QUOTED PASSAGE →
Jack Bush, “Blue Studio” (1968), acrylic on canvas, gift of Lewis P. Cabot in honor of Charles W. Millard III, (photograph © Museum of Fine Arts, Boston)

“Blue Studio,” an acrylic painting from 1968, is one of a handful of “fringe” pieces painted that year that feature bands of color stacked more or less evenly along the right edge of the canvas, with the remaining three-quarters or so of the canvas painted a single hue, here a mild blue. In this iteration, the painting resembles a reverse flag. Bush left part of the canvas, in the lower right-hand corner, unpainted, and the fringe stripes to the right are not evenly rectangular and vary in size. These irregularities imbue the image with energy, and a sense of engaging imperfection.

Jack Bush, “Down and Across” (1974), acrylic on canvas, gift of Susan K. and Lewis P. Cabot (photograph © Museum of Fine Arts, Boston)

“Down and Across” (1974) is the most visually compelling of three pieces on display at the MFA. Two elongated color patch strips intersect at one end to form an open straight-razor- or scissors-like shape set against a mottled blue ground. The title describes the two main elements in the painting, one vertical, the other horizontal, but the piece is more lyric and enlivened, reminiscent of color field painting. The shapes have motion, like pieces of driftwood floating in water.

“Radiant” doesn’t seem quite right to describe the trio of paintings, two of which are recent acquisitions. They contain plenty of light, and the colors are vibrant, even somewhat exuberant, but they are slightly removed from, say, the radiance of Kenneth Noland or the luminosity of Rothko. More than color-field eye candy, they hold their own as engaging abstracts.

How John “Jack” Hamilton Bush came to create these paintings makes for a somewhat curious art-historical tale. Born in Toronto, he grew up in Montreal where he studied at the Royal Canadian Academy. He started out as a rather provincial landscape painter, working en plein air in watercolor and gouache; farm and village scenes were among his favorite subjects. He also painted figures and still lifes in oil. His work from the 1940s recalls at times the atmospheric landscapes of Charles Burchfield; at other times, it has a quasi-cubist look.

COLLECTED DATA →
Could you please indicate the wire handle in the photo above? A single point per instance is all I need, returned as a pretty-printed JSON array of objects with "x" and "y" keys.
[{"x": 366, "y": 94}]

AIM →
In the text on Jack Bush's paintings, where on the "Blue Studio" canvas did Bush leave part of it unpainted? Please answer briefly.

TASK SOLUTION →
In the lower right-hand corner.